### ESTRATTO
━━━━━━━━━━━━━━━━━━━━━━━━━━━━━━

Rugby, il Club dei 100 nella storia del Benetton
La grande celebrazione durante il match con lo Stade Francais con una settantina di “vecchie glorie” del Benetton diventate leggenda

Guido... guida la classifica. Il pilone Rossi, 63 anni, è ancora in prima linea. Comincia con il suo nome la lista dei centenari del Benetton, 77 Leoni fedelissimi alla causa, che dal 1978, l’anno dello scudetto Metalcrom e dell’ingresso del gruppo di Ponzano a oggi hanno vestito la casacca biancoverde oltre 100 volte, traghettando Treviso dal dilettantismo all’era professionistica. Giusto celebrarli, come è accaduto sabato 22 gennaio a Monigo, prima, durante e dopo il match vinto dal Benetton contro lo Stade Francais in Challenge Cup.
Oggi che il Rugby Treviso, inserito in Benetton Group, compie 90 anni, che la città è leader in Italia è protagonista in Europa e nella prima competizione intercontinentale, la società ha creato il club dei centurioni. E scorrendo la lista, non solo a Treviso son passati campioni di ogni continente e da diverse regioni italiane (e quanti trevigiani d’adozione). È una foto di gruppo straordinaria, storia anche delle grandi dynasty trevigiane, Casellato e Francescato in primis. Trai centenari c’è chi ancora gioca nei Leoni (Pasquali e Lazzaroni), chi in Top 10 (Semenzato, Esposito), chi in Francia (Gori, Fuser). Chi è dirigente del Treviso (Pavanello, Grespan), tecnico (Ongaro, Zanni). E quanti allenatori, oltre a “Yuri”: Troncon, Costanzo, Minto, Goosen, Zanon, Trevisiol, Scaglia, Casellato (2 scudetti), Coppo, Zorzi, Collodo, Rigo, Mazzariol, Pavin, Filippucci, Favaro, van Zyl.
C’è chi ha fondato nuovi club (Cristofoletto), chi una scuola tecnica (Zorzi), chi è migrato in Brasile e ora in Portogallo (Nitoglia, chi è approdato in Fir – Checchinato, Troncon, Robazza – quest’ultimo è docente universitario. L’avvocato Gritti è telecronista, come Tommy Visentin; l’architetto Moscardi ha rifatto lo stadio di Wembley, e oggi è manager di una multinazionale. Chi ha segnato due mete agli All Blacks: Nello Francescato, chi ha fatto lo skipper come Sabbadin, chi è imprenditore del settore dolciario (Sbaraglini). Tre non ci sono più: Lello, Ivan e Piero, indimenticabili… Riassumiamo le emozioni dei protagonisti raccolti alla vigilia e dopo l’evento.

━━━━━━━━━━━━━━━━━━━━━━━━━━━━━━

### DA FARE
#1 Riassumi in due frasi l'articolo sul Club dei 100 del Benetton.
#2 Riporta fedelmente la parte dell'articolo sul Club dei 100 del Benetton che comincia con le parole "Rugby, il Club" e finisce dopo le parole "in Challenge Cup.".

### MATERIALE MOSTRATO
━━━━━━━━━━━━━━━━━━━━━━━━━━━━━━

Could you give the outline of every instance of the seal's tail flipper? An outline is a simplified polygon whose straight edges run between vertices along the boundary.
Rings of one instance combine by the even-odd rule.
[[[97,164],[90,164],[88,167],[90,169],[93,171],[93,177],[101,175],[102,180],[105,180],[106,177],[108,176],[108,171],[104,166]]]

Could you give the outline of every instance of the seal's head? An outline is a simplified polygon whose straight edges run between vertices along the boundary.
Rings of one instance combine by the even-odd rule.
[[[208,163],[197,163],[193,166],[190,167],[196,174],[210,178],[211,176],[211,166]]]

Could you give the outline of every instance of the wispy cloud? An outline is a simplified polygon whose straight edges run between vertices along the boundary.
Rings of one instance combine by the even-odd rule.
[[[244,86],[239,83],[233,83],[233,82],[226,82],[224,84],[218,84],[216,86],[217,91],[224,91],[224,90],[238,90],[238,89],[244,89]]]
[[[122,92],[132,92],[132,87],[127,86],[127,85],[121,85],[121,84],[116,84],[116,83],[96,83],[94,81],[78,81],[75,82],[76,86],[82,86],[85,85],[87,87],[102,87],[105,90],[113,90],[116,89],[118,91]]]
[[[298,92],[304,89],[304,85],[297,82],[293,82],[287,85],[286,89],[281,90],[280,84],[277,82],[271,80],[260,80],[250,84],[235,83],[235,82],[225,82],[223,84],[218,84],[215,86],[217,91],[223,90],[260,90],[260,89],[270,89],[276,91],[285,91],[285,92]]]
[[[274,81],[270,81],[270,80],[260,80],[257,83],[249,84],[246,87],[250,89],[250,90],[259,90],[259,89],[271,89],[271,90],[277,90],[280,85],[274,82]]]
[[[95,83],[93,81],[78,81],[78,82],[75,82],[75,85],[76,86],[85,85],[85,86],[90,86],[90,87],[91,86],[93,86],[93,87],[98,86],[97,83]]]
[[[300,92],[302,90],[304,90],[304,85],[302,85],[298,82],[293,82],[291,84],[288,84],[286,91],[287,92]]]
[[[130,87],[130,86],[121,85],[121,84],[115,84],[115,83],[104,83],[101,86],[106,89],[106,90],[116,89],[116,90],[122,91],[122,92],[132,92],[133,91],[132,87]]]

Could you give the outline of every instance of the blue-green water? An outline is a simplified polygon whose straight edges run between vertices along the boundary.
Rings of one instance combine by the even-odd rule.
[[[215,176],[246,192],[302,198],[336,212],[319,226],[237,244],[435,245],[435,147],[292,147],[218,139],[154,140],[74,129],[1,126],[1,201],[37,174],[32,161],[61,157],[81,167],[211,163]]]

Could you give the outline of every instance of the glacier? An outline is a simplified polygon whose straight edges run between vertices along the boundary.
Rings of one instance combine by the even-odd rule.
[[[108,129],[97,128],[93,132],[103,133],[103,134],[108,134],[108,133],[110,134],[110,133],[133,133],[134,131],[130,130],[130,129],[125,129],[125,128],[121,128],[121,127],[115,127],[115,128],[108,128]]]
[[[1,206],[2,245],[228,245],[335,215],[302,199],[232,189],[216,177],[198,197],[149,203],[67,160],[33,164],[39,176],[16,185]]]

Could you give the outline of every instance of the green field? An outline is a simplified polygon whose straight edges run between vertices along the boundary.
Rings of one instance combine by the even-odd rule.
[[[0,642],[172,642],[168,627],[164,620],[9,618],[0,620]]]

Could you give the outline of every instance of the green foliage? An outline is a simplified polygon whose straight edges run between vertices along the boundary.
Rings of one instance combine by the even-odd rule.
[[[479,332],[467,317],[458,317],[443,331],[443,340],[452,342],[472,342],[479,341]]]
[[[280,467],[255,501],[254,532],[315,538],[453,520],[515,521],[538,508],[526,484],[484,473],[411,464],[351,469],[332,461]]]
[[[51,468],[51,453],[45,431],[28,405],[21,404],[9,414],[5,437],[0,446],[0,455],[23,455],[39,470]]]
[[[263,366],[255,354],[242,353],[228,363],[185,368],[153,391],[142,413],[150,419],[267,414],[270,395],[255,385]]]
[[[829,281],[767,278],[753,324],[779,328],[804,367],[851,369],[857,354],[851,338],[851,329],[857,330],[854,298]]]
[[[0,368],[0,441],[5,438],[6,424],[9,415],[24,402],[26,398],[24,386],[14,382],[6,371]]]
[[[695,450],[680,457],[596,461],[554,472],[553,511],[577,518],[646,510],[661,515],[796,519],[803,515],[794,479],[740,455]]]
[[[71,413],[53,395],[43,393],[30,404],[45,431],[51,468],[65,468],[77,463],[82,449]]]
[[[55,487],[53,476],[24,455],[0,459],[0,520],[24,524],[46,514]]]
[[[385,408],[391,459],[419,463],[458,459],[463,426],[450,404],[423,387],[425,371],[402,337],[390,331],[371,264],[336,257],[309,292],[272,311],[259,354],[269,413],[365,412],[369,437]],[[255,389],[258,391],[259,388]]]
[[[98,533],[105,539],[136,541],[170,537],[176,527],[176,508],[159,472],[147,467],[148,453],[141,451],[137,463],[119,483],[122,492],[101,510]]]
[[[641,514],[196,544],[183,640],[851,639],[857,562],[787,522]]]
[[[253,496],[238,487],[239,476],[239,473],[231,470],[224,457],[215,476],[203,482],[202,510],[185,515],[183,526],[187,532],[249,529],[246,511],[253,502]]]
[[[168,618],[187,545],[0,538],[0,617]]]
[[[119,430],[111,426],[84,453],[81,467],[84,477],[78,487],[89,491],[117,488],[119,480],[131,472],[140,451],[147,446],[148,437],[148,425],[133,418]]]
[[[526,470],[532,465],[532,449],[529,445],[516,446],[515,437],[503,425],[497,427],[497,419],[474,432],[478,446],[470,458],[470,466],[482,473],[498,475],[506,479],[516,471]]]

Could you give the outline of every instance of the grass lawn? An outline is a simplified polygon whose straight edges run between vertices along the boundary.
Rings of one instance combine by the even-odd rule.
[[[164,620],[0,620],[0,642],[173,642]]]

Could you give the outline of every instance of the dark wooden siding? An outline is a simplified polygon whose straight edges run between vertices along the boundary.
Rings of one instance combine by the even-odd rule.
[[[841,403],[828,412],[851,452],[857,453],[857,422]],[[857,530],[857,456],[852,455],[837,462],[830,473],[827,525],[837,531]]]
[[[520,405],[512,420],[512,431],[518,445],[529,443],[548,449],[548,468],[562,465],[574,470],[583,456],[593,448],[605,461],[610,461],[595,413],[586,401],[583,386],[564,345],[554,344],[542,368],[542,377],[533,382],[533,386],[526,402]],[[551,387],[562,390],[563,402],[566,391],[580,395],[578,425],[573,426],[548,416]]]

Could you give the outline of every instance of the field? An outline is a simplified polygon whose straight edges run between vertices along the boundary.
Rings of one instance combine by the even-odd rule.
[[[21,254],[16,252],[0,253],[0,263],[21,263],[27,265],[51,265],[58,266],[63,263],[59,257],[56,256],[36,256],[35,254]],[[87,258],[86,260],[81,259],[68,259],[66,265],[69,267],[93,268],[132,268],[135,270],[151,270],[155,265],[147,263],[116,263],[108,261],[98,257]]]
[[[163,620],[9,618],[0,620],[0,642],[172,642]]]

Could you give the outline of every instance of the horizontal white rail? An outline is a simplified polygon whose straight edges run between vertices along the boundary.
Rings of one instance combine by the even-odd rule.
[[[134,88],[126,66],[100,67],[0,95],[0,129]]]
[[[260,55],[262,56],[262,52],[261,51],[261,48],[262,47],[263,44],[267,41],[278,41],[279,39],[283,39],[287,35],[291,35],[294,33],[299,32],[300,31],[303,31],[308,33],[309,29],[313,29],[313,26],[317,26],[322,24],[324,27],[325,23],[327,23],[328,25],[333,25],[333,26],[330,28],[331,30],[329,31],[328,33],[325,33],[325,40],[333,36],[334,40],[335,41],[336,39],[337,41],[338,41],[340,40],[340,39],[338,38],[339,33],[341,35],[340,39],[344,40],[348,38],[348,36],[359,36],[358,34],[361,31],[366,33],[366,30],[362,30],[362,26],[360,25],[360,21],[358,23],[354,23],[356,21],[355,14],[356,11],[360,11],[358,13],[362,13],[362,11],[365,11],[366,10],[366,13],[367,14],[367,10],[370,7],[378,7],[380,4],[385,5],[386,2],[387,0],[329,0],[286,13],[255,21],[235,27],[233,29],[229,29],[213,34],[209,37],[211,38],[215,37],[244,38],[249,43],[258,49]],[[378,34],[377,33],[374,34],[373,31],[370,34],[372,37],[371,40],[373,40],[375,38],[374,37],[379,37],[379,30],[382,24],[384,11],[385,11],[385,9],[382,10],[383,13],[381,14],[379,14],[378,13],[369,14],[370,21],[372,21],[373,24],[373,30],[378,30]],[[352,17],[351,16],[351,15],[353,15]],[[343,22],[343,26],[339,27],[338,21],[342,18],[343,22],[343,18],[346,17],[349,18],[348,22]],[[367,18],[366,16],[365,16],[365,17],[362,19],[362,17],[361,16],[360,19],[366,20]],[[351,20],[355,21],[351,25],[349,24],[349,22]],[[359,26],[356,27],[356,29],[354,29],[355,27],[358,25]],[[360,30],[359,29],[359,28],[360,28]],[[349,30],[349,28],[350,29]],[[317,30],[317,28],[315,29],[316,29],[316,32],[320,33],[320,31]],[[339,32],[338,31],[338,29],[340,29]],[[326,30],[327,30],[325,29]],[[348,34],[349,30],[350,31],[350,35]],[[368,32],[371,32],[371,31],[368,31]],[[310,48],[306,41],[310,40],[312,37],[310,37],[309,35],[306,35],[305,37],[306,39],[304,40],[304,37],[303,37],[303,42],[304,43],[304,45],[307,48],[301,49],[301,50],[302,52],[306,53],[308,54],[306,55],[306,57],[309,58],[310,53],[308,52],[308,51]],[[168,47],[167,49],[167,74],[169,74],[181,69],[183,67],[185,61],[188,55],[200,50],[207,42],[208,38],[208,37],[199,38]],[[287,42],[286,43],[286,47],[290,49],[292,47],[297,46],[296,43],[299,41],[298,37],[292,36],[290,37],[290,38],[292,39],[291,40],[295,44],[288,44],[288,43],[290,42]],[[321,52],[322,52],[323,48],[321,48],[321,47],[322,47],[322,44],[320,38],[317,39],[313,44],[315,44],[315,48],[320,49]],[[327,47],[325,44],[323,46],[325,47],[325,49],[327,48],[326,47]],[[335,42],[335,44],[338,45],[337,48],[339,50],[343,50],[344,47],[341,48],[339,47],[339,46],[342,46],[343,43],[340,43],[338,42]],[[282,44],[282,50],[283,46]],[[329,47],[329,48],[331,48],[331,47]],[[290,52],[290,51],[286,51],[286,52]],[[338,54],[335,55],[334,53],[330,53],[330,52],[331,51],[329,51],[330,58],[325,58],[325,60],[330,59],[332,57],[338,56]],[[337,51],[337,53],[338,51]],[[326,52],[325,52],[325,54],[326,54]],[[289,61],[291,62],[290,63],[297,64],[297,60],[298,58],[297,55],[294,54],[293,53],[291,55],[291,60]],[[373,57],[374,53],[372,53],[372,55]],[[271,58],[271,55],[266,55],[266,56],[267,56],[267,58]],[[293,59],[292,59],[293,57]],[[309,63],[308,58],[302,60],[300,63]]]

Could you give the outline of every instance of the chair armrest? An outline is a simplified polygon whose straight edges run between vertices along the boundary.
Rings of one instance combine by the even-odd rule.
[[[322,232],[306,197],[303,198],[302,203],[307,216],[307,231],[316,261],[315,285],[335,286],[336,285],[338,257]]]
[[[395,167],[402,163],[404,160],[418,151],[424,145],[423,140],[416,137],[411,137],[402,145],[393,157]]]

━━━━━━━━━━━━━━━━━━━━━━━━━━━━━━

### SOLUZIONI
#1 Sabato 22 gennaio a Monigo, durante il match vinto dal Benetton contro lo Stade Francais in Challenge Cup, sono stati celebrati i 77 centenari che dal 1978 a oggi hanno vestito la casacca biancoverde oltre 100 volte, una lista che comincia con il pilone Rossi. Nei 90 anni del Rugby Treviso la società ha creato il club dei centurioni, che riunisce campioni di ogni continente e di diverse regioni italiane: alcuni giocano ancora, altri sono diventati dirigenti, tecnici o allenatori o hanno intrapreso altre carriere.

#2
Rugby, il Club dei 100 nella storia del Benetton
La grande celebrazione durante il match con lo Stade Francais con una settantina di “vecchie glorie” del Benetton diventate leggenda

Guido... guida la classifica. Il pilone Rossi, 63 anni, è ancora in prima linea. Comincia con il suo nome la lista dei centenari del Benetton, 77 Leoni fedelissimi alla causa, che dal 1978, l’anno dello scudetto Metalcrom e dell’ingresso del gruppo di Ponzano a oggi hanno vestito la casacca biancoverde oltre 100 volte, traghettando Treviso dal dilettantismo all’era professionistica. Giusto celebrarli, come è accaduto sabato 22 gennaio a Monigo, prima, durante e dopo il match vinto dal Benetton contro lo Stade Francais in Challenge Cup.